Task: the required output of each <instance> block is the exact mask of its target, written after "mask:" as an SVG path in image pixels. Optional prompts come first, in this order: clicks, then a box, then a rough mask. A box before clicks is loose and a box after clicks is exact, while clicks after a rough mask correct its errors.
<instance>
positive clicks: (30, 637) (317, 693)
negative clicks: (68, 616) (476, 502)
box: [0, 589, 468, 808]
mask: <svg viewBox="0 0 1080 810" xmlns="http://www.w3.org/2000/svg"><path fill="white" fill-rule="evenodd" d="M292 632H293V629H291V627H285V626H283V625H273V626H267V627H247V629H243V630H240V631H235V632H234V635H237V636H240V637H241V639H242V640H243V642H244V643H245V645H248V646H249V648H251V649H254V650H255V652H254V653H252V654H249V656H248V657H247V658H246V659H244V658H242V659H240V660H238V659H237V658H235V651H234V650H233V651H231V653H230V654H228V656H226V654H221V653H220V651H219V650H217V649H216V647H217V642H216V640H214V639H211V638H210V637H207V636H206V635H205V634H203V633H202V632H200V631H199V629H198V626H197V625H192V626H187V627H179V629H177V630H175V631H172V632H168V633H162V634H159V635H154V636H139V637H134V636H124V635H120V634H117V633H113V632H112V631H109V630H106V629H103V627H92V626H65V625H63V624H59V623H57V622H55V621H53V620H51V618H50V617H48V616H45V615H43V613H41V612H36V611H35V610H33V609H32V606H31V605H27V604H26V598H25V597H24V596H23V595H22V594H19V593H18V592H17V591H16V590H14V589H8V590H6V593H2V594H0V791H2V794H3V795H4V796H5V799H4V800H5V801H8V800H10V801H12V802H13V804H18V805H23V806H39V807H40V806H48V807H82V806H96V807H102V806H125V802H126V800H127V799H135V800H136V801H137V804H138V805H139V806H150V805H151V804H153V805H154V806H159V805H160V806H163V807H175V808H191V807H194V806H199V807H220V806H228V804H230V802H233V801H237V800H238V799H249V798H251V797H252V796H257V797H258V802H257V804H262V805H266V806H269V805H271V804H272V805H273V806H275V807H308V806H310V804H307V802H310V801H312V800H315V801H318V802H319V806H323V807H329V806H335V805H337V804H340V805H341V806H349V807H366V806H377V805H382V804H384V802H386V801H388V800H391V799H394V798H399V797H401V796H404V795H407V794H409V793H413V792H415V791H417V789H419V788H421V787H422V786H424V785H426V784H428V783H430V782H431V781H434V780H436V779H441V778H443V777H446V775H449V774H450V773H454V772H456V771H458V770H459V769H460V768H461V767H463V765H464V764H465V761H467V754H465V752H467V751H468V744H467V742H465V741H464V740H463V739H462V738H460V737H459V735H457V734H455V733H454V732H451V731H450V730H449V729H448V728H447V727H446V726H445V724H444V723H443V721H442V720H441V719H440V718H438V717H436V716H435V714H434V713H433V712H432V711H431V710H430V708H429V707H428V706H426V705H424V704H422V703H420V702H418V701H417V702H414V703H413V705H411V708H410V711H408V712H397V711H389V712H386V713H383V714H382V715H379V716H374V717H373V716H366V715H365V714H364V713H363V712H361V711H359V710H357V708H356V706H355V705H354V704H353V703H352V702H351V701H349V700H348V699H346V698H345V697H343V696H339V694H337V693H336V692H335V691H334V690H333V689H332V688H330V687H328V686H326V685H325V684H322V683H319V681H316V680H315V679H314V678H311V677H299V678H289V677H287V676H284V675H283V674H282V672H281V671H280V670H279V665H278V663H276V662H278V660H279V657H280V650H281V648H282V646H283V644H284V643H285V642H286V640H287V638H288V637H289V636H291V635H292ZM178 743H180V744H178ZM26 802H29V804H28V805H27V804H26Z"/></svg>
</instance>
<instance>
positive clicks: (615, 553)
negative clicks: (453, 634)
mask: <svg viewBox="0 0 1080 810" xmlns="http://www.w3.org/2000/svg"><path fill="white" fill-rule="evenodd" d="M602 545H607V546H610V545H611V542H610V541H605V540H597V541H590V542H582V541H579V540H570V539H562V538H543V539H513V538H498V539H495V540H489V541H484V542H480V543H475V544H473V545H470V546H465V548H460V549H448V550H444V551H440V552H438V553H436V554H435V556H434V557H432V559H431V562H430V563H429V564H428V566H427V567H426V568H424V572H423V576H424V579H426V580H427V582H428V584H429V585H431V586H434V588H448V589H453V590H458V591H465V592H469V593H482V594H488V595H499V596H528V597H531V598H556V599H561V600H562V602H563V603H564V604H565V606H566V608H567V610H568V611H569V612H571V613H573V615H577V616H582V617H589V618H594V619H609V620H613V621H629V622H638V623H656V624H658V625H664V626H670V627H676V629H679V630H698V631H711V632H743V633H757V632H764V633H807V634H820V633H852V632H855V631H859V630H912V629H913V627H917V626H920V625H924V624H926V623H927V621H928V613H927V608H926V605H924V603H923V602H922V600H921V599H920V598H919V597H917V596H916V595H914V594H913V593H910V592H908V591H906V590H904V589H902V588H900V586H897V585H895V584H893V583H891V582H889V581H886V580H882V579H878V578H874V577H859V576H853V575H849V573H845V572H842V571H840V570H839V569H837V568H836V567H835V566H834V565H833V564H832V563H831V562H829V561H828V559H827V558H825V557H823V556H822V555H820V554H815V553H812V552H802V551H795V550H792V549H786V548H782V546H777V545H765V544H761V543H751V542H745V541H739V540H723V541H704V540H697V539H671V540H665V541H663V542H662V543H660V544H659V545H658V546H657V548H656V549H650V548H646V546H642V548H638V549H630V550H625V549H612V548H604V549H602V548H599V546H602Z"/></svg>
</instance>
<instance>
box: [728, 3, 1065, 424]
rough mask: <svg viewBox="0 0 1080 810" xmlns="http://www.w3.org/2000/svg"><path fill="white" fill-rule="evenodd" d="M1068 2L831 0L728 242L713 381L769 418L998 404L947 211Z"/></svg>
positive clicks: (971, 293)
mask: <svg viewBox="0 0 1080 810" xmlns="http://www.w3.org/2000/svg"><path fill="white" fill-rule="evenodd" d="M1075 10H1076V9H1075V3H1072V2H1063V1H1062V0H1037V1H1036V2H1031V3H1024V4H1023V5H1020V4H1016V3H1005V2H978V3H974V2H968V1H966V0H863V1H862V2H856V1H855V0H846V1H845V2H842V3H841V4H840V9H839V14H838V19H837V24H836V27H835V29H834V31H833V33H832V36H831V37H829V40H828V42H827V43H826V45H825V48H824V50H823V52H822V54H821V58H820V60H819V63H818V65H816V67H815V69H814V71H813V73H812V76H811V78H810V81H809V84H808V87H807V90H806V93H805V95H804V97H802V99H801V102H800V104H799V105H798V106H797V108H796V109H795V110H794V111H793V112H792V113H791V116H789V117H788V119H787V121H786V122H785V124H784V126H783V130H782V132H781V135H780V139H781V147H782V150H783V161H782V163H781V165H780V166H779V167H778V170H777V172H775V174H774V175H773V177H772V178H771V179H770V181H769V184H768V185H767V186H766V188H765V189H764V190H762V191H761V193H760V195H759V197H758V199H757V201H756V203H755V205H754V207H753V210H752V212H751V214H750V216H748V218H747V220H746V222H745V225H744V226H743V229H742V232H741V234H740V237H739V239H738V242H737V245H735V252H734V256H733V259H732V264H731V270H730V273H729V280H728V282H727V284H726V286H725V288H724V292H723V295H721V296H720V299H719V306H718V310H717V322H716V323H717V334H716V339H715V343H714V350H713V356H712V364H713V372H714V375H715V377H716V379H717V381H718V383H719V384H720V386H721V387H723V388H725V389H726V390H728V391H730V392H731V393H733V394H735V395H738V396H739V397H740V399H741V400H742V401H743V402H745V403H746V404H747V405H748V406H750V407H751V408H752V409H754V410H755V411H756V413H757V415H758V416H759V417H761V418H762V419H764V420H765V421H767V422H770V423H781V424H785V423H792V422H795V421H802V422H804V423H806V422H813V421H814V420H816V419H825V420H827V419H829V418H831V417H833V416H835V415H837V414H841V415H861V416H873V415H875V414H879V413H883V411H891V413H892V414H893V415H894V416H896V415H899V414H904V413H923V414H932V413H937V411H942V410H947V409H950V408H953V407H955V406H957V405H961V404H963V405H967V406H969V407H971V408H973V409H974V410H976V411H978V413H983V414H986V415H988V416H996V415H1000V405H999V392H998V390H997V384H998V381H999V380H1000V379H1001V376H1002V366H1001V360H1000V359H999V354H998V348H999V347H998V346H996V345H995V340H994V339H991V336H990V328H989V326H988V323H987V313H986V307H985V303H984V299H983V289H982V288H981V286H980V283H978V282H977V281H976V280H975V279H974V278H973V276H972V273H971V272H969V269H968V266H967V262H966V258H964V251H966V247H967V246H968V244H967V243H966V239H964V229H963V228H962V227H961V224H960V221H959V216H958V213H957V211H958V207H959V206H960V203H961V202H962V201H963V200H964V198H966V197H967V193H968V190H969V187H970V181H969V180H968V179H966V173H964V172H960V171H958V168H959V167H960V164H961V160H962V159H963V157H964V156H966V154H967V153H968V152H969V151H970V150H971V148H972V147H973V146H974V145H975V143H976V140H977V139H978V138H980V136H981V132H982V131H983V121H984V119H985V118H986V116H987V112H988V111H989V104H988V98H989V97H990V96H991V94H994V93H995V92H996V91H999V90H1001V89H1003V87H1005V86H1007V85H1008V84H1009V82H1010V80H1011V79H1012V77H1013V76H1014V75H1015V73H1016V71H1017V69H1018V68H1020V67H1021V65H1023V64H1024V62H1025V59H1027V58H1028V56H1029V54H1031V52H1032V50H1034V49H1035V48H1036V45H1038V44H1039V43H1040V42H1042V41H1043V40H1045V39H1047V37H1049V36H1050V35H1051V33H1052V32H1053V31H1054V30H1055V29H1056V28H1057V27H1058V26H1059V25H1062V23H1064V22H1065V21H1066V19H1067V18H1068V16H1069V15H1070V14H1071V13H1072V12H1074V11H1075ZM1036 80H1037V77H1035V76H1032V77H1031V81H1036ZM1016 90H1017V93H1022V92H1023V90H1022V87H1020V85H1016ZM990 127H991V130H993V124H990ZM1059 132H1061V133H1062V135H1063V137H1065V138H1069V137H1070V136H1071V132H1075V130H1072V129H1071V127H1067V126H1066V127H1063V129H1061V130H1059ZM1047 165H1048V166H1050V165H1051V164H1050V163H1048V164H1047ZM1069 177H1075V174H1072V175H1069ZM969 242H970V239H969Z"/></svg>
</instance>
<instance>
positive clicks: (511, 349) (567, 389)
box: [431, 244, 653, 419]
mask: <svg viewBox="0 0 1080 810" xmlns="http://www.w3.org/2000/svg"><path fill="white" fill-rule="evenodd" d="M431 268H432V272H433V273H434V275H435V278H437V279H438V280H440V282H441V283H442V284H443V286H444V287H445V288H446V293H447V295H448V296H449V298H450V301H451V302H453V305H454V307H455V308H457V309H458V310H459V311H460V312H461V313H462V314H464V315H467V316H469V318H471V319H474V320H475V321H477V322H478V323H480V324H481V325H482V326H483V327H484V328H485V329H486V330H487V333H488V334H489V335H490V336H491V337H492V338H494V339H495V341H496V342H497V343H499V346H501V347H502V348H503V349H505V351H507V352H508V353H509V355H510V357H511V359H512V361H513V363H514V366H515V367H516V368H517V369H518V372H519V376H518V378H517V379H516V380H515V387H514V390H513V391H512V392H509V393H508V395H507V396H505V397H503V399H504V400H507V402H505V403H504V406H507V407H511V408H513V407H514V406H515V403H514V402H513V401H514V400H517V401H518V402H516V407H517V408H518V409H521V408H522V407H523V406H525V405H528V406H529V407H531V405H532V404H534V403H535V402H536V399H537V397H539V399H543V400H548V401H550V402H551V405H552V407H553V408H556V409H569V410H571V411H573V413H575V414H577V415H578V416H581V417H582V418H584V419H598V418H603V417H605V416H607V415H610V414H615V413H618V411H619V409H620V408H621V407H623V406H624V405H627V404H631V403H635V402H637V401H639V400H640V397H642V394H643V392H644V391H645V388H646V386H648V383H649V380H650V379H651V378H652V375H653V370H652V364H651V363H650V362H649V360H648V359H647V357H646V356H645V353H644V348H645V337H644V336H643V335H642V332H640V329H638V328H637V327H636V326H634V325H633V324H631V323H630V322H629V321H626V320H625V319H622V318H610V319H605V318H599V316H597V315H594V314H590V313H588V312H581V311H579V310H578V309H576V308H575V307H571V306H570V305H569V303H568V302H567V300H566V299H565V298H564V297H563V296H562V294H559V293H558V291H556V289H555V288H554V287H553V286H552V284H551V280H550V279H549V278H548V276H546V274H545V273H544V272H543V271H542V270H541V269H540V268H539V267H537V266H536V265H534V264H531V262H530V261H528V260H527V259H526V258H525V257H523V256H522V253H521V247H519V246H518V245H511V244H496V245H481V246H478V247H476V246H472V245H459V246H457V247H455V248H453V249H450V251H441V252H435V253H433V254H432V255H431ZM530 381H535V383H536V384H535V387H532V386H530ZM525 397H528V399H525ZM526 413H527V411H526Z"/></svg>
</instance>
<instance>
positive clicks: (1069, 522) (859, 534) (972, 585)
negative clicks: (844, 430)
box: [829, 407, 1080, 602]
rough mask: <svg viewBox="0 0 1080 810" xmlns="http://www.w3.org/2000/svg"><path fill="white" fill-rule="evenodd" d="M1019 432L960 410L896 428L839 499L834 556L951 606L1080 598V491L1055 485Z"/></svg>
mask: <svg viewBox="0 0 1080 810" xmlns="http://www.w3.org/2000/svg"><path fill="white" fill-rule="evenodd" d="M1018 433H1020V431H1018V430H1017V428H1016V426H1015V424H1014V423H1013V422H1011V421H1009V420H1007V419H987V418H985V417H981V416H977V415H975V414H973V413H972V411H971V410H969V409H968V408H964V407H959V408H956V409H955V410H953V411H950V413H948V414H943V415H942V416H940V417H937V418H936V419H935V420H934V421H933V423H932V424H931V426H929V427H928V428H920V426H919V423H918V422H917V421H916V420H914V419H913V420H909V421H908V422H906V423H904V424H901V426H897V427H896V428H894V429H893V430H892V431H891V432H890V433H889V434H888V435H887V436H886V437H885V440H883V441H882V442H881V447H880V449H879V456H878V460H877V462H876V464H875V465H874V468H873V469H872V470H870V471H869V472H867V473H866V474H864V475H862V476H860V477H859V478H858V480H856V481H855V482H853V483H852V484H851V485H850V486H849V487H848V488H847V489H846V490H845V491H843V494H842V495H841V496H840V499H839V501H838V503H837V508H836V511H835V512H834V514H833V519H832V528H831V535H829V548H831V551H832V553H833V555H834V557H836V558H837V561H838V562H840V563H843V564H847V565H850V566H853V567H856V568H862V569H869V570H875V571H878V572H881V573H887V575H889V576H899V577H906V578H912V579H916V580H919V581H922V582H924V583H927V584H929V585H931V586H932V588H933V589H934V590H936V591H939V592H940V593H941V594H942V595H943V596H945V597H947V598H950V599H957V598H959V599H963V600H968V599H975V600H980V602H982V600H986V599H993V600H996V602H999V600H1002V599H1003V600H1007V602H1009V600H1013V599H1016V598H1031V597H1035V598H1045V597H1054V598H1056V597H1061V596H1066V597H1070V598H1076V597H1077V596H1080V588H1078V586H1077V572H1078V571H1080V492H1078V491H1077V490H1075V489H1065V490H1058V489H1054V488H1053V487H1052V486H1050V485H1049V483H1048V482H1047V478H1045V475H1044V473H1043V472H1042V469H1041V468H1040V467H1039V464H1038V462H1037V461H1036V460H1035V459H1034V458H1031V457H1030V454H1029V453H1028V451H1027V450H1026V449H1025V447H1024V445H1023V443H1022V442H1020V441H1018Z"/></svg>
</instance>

▸ **The task**: Up to and including the line with "negative clicks: (68, 616) (476, 502)", reproduce the material above exactly as it appears, starting from its first line.

▸ **Output of the exercise**:
Task: the required output of each <instance> block is the exact mask of its target, written after "mask:" as an SVG path in image pixels. Optional prompts come first, in this order: clicks, then a box, then a rough mask. A box before clicks is loose and a box after clicks is exact, while clicks after a rough mask correct its errors.
<instance>
positive clicks: (30, 637) (317, 693)
negative clicks: (68, 616) (476, 502)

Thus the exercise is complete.